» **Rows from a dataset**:
_____

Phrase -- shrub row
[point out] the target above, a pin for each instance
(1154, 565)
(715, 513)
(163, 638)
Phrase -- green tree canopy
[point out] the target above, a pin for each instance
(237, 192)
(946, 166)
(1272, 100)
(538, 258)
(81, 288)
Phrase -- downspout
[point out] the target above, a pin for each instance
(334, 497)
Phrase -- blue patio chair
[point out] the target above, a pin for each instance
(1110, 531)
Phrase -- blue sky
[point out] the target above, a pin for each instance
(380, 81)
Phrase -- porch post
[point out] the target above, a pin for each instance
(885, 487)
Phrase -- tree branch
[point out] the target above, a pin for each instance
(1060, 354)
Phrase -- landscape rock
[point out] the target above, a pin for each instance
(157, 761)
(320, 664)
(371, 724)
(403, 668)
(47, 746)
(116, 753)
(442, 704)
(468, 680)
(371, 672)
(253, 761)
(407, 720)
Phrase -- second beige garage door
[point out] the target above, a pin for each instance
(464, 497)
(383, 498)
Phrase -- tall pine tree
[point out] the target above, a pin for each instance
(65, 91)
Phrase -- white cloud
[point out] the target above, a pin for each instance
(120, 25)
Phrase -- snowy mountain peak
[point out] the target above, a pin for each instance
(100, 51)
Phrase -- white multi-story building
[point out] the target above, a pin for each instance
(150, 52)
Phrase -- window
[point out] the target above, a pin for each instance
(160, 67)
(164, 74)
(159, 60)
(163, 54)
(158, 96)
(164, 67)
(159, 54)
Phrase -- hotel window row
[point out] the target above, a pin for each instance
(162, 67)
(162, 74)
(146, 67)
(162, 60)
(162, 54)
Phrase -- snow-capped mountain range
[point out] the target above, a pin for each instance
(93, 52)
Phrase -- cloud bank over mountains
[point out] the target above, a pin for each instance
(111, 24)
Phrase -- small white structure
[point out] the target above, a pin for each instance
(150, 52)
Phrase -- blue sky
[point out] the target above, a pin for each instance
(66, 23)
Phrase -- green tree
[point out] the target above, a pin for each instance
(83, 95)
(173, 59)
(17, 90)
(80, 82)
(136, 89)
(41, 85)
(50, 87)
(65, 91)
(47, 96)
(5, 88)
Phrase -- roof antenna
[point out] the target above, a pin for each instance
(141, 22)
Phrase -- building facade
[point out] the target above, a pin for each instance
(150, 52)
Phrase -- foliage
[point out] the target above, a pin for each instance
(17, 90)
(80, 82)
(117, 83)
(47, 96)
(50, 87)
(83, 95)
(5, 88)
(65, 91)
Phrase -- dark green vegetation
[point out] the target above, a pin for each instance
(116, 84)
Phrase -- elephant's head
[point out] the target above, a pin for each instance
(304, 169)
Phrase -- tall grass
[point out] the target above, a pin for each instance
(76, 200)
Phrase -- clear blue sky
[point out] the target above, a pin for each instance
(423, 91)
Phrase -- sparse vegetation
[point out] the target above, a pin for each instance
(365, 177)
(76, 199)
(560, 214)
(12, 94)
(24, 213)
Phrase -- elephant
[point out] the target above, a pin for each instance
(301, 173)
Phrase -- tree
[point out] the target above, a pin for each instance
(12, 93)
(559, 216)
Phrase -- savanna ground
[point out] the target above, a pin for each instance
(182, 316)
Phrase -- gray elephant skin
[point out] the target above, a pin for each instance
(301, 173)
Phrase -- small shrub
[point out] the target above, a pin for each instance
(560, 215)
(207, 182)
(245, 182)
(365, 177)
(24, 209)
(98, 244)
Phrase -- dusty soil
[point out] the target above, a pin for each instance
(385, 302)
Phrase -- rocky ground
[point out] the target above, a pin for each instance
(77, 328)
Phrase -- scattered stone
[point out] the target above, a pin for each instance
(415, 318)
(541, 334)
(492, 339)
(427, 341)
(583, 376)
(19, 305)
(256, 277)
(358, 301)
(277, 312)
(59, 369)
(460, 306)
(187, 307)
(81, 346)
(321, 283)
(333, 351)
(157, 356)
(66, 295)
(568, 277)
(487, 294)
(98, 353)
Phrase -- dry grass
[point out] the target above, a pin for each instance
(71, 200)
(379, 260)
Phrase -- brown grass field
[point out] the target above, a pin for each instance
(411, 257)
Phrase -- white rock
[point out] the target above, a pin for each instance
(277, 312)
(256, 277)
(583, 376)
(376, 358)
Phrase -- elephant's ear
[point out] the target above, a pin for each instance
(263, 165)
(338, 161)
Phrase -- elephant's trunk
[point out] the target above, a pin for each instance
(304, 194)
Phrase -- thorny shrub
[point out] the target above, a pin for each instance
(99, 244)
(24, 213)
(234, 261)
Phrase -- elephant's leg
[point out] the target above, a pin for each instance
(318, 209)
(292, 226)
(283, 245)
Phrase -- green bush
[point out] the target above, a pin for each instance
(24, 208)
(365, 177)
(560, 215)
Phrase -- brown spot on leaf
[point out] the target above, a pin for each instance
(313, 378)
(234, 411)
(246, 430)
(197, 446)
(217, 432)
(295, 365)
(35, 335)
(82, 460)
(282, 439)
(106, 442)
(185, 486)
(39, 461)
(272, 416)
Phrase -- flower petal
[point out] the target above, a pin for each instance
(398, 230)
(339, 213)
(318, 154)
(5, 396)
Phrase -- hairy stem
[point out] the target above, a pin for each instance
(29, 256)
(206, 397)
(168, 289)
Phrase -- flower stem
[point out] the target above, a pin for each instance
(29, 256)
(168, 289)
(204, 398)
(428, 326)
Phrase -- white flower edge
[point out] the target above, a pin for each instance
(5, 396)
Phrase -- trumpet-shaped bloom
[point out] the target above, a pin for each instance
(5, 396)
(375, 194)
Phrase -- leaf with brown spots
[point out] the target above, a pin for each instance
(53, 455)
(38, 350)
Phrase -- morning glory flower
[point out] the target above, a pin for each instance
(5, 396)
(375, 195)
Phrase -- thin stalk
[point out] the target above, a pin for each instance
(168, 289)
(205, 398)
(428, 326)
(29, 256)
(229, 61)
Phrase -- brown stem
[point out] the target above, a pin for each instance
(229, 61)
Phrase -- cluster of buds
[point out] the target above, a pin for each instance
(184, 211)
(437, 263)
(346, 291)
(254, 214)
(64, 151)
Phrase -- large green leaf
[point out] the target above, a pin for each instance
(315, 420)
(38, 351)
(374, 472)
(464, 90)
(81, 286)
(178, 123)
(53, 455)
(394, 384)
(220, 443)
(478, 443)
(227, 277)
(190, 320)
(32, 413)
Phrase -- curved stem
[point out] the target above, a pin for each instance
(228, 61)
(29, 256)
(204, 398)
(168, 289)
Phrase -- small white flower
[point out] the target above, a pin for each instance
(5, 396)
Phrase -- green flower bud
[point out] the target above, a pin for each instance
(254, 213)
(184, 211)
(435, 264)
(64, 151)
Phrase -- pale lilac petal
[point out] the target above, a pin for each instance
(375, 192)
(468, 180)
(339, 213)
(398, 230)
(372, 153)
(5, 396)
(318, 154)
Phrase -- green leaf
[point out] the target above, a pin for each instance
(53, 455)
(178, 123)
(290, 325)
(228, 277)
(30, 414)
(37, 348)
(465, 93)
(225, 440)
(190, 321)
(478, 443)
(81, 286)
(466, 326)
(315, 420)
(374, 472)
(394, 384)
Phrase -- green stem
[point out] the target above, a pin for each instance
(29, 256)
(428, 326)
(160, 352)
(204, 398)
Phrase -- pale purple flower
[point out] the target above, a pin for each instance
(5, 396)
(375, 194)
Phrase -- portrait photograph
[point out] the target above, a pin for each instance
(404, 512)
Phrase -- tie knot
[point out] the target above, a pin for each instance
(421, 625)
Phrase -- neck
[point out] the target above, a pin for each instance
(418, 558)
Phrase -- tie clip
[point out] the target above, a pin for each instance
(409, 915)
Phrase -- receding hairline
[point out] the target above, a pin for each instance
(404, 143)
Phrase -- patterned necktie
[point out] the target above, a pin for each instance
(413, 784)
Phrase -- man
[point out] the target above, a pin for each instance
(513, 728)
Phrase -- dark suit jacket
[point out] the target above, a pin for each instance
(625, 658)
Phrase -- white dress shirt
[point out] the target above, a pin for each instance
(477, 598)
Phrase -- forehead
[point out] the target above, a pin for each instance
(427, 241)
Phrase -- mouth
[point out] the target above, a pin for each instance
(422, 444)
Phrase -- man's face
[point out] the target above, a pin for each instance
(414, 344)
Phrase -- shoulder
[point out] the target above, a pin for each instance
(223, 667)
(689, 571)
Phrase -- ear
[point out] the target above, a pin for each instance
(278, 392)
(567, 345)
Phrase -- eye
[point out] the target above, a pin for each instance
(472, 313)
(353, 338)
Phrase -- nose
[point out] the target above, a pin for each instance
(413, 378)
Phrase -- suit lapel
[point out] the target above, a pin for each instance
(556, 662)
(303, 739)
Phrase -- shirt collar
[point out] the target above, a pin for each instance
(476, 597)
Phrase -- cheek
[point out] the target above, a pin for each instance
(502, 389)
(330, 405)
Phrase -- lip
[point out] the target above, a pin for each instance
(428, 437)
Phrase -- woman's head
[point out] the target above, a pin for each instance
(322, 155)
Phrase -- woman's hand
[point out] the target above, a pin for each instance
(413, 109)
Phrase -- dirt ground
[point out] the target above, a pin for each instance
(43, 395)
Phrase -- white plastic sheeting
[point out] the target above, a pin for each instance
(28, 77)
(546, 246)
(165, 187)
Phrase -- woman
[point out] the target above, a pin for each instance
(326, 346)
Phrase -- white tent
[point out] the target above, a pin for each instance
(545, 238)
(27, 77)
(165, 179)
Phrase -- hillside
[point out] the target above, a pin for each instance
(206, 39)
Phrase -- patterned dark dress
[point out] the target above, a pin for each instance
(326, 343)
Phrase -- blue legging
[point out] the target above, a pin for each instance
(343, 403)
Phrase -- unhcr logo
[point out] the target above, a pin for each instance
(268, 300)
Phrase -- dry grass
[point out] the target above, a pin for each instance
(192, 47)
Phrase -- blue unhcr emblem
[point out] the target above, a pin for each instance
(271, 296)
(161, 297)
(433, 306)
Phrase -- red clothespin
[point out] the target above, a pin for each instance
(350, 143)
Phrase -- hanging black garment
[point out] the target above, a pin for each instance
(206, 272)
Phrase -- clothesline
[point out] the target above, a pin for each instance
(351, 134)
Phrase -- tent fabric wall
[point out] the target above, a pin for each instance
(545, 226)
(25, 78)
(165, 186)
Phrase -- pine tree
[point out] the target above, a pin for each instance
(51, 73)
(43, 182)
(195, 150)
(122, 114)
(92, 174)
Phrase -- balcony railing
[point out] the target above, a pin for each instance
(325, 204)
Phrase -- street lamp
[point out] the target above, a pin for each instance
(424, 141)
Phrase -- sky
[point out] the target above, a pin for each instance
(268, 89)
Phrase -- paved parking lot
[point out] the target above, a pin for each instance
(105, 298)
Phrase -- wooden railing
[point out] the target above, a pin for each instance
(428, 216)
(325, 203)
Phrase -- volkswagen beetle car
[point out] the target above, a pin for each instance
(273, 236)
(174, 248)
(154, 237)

_____

» **Directive**: Quote every line from the line containing "Phrase -- balcony railing" through the closing line of the listing, including both.

» **Output for this exercise**:
Phrase -- balcony railing
[point out] the target above, a pin for each instance
(325, 204)
Phrase -- street lamp
[point out] the target above, a pin for each instance
(424, 141)
Phrase -- sky
[point out] the target above, a pin for each instance
(268, 89)
Phrase -- paved parking lot
[point out] the target above, a pin for each instance
(105, 298)
Phrase -- wooden railing
[point out] the target above, a pin for each instance
(428, 216)
(325, 203)
Phrase -- volkswagen beetle car
[point out] the target above, a pin for each instance
(273, 236)
(174, 248)
(154, 237)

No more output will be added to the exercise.